What the task asks:
As you look over the data below, please find each line where the word "chair" appears, then copy it.
——
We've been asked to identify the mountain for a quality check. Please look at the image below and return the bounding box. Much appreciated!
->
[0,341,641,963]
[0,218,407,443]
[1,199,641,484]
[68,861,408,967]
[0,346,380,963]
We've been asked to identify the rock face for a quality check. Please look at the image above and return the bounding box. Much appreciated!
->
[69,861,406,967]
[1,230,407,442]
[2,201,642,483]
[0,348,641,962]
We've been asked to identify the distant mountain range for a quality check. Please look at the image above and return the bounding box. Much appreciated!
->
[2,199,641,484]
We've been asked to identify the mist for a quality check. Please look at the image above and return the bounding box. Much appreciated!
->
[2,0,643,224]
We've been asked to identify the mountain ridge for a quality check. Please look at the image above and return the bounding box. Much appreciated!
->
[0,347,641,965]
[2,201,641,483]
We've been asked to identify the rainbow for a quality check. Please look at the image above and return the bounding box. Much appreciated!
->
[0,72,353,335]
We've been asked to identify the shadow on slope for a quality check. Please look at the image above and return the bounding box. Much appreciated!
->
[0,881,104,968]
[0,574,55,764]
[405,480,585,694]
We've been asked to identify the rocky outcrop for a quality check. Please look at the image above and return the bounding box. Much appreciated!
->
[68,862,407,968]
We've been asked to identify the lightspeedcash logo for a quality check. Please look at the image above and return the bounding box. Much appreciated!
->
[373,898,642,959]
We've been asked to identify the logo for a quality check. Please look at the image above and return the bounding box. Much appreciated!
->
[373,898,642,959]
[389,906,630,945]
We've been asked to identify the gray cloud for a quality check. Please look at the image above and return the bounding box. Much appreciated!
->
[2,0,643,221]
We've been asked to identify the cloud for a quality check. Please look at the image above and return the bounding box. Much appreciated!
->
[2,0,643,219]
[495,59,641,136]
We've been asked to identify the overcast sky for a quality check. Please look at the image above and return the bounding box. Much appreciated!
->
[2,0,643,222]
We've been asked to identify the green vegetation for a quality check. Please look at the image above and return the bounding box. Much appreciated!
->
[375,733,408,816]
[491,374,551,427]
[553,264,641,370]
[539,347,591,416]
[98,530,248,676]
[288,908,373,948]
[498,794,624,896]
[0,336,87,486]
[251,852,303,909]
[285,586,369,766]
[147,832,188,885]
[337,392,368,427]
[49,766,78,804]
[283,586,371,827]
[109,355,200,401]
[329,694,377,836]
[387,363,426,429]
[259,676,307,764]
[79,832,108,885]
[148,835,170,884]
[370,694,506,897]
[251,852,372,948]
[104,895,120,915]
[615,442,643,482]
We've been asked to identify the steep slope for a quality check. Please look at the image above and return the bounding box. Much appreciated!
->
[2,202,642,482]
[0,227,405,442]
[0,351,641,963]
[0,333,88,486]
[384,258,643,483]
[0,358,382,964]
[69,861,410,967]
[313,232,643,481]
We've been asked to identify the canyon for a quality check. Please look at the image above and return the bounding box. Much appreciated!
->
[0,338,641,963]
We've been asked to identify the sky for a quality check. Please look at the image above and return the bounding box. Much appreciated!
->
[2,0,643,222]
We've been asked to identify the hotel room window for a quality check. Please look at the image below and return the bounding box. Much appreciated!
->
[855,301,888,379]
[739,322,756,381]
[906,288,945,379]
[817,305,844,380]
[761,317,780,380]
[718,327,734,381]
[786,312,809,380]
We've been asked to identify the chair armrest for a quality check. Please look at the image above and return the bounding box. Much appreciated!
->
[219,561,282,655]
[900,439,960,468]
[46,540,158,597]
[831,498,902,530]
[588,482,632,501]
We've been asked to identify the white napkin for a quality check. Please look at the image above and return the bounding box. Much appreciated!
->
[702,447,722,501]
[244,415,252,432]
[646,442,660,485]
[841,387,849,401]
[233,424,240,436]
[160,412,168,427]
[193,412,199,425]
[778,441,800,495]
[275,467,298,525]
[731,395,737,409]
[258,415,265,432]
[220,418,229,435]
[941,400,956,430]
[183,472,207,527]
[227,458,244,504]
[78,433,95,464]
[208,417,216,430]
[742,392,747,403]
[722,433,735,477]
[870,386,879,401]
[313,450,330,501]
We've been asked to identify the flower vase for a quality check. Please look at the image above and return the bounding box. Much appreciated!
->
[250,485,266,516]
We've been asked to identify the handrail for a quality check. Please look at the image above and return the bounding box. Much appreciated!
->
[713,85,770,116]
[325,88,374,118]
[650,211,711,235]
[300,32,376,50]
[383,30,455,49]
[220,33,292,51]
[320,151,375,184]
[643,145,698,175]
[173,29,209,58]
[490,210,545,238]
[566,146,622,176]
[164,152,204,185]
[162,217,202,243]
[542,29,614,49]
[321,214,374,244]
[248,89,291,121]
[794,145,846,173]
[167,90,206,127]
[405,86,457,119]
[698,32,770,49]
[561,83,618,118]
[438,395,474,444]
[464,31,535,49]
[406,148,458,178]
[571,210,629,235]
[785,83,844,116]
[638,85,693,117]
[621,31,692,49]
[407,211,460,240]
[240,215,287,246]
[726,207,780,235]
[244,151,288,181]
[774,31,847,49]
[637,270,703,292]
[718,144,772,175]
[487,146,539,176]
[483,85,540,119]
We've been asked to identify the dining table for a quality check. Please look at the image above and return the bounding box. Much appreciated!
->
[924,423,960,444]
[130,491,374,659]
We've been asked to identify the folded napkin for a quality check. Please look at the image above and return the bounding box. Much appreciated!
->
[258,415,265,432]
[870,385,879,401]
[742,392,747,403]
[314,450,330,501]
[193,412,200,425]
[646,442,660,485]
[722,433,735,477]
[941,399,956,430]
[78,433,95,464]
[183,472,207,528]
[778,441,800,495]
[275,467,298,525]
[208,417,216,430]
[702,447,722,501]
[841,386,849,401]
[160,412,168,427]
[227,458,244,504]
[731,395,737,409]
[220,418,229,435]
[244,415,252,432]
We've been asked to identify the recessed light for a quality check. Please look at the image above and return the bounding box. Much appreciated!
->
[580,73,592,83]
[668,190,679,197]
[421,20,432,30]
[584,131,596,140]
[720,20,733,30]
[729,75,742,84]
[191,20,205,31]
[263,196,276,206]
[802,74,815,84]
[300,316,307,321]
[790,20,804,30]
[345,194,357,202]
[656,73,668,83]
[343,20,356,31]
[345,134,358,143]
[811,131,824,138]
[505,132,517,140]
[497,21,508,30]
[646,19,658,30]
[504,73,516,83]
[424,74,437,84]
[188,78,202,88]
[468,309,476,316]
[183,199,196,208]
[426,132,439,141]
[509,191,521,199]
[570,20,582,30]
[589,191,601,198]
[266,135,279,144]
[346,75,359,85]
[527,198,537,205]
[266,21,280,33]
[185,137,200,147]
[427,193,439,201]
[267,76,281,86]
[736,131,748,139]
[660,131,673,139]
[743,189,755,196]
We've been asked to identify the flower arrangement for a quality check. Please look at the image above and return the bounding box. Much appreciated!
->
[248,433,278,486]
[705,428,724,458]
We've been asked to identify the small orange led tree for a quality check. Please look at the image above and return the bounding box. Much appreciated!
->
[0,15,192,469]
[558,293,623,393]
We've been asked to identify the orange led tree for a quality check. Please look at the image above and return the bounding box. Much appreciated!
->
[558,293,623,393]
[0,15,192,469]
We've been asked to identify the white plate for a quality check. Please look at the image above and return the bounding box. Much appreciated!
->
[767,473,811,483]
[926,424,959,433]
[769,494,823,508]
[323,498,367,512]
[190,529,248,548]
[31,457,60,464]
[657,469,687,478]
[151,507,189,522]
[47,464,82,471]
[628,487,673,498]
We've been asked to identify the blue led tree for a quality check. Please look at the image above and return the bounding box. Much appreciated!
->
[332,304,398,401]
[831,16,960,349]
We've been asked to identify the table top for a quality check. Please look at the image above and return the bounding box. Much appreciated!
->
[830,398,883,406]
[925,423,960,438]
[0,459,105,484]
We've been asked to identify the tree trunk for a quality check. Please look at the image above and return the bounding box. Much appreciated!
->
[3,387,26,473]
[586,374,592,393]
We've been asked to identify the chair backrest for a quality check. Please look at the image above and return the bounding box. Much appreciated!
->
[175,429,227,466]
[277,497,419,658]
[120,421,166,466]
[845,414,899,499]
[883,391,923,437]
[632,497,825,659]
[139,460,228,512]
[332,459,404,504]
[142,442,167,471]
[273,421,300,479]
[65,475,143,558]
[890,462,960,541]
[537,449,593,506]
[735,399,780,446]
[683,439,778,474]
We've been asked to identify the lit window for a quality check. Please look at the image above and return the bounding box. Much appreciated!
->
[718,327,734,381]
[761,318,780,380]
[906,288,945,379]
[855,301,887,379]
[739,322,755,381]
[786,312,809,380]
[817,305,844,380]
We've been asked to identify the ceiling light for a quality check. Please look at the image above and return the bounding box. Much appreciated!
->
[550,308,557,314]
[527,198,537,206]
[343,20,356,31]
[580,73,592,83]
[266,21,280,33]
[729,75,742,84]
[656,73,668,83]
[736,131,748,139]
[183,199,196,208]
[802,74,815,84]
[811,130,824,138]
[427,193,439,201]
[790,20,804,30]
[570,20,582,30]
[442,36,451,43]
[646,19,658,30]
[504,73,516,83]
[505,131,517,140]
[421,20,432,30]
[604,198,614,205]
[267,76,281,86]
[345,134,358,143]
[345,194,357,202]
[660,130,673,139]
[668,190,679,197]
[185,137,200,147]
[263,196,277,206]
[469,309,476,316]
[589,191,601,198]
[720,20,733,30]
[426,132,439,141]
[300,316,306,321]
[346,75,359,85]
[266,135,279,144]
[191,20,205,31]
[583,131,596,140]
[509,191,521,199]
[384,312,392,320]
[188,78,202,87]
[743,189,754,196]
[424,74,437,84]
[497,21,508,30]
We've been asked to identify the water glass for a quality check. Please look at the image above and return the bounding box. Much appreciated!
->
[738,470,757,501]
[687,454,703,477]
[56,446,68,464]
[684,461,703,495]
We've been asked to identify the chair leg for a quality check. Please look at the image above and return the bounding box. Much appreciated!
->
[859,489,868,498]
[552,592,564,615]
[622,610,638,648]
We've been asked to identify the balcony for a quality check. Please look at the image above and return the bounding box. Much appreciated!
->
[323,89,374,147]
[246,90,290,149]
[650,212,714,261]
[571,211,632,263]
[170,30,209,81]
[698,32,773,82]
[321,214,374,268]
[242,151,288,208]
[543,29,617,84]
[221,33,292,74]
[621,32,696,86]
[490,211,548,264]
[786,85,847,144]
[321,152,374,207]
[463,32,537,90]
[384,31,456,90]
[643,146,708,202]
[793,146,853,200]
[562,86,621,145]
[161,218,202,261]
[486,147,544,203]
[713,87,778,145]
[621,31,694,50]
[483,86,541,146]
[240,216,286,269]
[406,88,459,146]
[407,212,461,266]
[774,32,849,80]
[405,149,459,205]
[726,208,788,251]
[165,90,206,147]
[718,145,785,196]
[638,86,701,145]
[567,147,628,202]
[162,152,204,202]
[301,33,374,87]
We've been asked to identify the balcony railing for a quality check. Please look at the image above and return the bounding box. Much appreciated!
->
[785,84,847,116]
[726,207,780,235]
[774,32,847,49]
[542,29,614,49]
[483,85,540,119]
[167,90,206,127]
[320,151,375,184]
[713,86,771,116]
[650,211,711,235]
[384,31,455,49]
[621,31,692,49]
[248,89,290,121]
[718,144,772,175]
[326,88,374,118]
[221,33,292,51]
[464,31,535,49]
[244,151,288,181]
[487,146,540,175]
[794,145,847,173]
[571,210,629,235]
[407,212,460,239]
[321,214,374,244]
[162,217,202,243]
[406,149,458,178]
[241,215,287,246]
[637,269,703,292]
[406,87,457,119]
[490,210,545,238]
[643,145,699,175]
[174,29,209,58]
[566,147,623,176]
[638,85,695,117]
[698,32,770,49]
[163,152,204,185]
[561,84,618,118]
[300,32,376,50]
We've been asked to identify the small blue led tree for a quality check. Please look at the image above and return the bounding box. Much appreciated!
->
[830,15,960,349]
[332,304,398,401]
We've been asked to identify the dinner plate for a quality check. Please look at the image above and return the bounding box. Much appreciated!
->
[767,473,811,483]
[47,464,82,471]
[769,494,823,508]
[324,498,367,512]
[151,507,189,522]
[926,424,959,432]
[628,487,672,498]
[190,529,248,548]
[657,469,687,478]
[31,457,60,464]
——
Response:
We've been asked to identify the chair armrest for a quality check. Please look at the image above and return the bounding box. Much appreciated!
We've been asked to identify the chair backrest for a quality check. Please look at the image above and return the bounding box. Much appreciated!
We've been asked to identify the chair leg for a quality check. Please look at the image above and return the bounding box. Much appreciated!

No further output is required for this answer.